__PASSAGE__.
-- Opening Marker --
A former well-known personality in the Lexington fire department and the first black firefighter to be promoted to the rank of captain died early Wednesday.
James Best, 68, died at his Lexington home, said his wife, Karen Best. The retired fire captain had struggled with colon cancer after being diagnosed several months ago.
Mr. Best was a lifelong member of Historic Pleasant Green Missionary Baptist Church, said Pastor Thomas H. Peoples. Through the church, he inspired others to join the ranks of Lexington's firefighters, including current Fire Chief Keith Jackson, the first black in the position.
"When I came on to the fire department, he was a mentor to me," Jackson said Wednesday. "He was a dedicated member of the Lexington fire department, and I'm proud to have known him as a man and as a firefighter."
Mr. Best was perhaps best known as the host of an educational show that aired on government television in the late 1980s and early 1990s. The show gave viewers an inside look at the department and taught fire safety tips and first aid.
-- Closing Marker --
Referring expression data
-- Opening Marker --
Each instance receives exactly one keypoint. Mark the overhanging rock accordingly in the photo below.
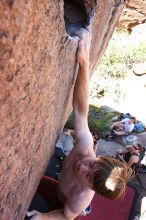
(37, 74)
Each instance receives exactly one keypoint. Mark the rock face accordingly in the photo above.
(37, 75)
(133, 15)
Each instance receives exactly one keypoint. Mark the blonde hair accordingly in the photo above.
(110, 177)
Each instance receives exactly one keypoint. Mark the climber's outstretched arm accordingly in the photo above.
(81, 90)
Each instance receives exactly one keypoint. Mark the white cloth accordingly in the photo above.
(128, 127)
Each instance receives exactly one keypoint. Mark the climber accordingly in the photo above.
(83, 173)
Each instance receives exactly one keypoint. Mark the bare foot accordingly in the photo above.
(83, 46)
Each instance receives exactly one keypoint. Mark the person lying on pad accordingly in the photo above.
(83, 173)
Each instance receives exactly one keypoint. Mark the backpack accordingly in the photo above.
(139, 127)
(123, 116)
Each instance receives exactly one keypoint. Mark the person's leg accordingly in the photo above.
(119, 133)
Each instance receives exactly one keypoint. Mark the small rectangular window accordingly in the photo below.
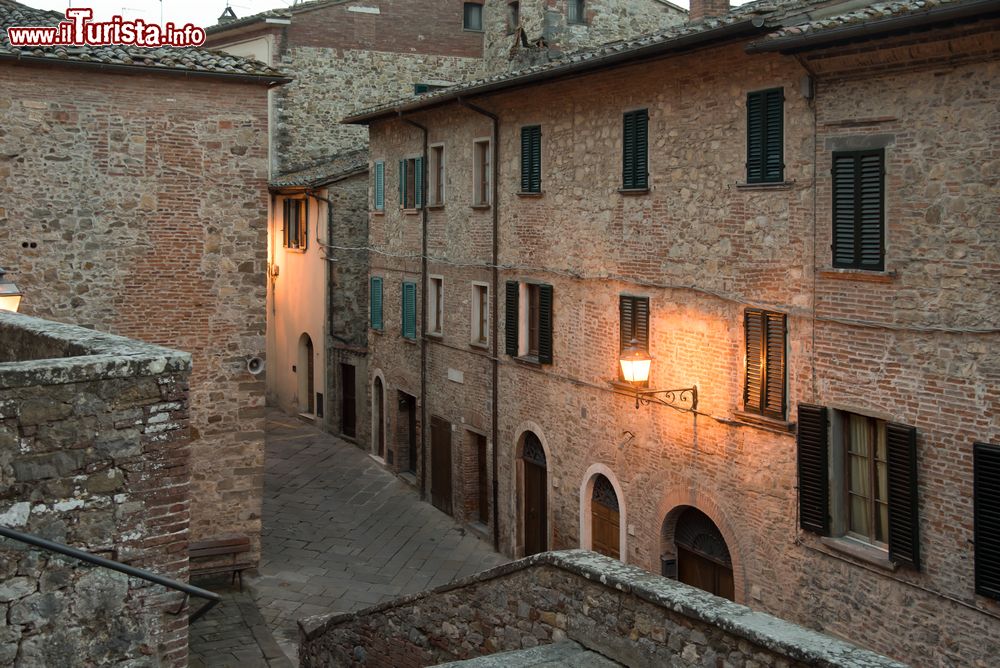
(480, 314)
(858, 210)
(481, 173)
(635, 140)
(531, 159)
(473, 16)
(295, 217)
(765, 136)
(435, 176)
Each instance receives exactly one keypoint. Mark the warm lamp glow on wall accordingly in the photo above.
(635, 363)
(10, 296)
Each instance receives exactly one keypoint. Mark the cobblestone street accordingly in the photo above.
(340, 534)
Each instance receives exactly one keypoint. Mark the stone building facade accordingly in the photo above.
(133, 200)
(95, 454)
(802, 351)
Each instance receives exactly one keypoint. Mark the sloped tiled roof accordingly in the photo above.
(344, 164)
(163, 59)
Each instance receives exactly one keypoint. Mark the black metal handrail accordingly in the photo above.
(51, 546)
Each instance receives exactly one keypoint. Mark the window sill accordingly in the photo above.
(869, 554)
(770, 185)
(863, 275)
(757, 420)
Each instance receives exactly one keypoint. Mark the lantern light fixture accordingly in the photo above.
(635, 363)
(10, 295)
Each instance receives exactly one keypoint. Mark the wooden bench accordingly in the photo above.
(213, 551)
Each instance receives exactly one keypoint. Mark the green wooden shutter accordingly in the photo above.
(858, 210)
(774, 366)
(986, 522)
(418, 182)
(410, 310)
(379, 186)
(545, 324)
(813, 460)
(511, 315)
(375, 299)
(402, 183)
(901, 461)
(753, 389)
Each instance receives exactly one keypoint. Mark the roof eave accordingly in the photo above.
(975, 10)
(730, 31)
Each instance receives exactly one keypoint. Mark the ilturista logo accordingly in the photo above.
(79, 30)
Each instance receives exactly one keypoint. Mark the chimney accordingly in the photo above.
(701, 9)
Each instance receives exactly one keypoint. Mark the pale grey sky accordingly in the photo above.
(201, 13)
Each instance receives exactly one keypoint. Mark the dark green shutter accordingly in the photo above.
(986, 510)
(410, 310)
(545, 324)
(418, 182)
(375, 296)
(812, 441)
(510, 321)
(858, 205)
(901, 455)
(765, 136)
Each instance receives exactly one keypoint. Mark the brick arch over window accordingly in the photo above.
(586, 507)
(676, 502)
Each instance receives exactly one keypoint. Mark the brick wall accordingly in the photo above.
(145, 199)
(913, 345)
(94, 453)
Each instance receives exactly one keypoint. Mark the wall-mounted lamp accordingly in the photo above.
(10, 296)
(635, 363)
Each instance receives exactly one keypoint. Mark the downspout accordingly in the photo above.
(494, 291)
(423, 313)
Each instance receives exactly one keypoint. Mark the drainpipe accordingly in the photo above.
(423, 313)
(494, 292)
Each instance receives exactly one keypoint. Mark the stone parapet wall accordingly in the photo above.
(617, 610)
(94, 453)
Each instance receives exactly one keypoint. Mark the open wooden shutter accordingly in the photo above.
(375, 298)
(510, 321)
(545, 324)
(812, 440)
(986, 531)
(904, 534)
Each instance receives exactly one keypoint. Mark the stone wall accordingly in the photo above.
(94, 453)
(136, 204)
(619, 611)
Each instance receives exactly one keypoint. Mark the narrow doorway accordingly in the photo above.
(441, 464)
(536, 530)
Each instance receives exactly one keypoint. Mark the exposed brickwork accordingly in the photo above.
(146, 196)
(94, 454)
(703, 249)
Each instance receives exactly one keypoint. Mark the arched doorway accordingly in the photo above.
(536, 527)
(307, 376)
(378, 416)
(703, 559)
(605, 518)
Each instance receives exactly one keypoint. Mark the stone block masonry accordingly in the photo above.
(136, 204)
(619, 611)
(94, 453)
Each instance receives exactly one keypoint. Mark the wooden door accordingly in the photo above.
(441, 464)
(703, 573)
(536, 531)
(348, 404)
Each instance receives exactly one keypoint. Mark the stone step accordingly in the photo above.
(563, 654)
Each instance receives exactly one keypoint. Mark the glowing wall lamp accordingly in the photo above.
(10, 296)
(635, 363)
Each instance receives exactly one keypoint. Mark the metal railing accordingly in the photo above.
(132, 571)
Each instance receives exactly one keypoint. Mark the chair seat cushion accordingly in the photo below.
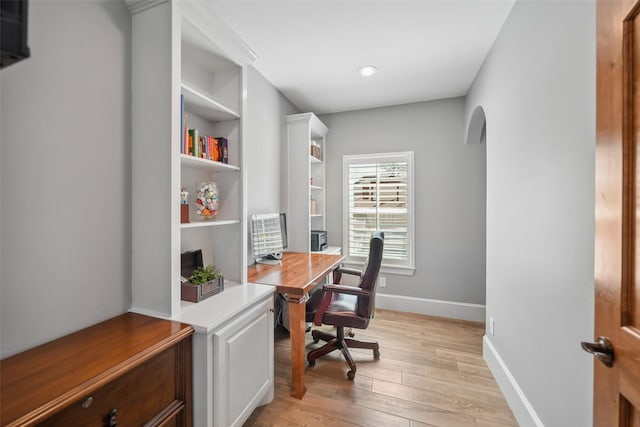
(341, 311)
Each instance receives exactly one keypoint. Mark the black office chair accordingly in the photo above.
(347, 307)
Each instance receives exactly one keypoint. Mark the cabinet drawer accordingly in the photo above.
-- Closing Marker --
__REQUIRED WORK__.
(1) In the article about James Best, what illness had he struggled with?
(2) Rewrite the article about James Best starting at "A former well-known" and ending at "several months ago.", with "home" changed to "residence".

__EXERCISE RESPONSES__.
(1) Colon cancer.

(2)
A former well-known personality in the Lexington fire department and the first black firefighter to be promoted to the rank of captain died early Wednesday.
James Best, 68, died at his Lexington residence, said his wife, Karen Best. The retired fire captain had struggled with colon cancer after being diagnosed several months ago.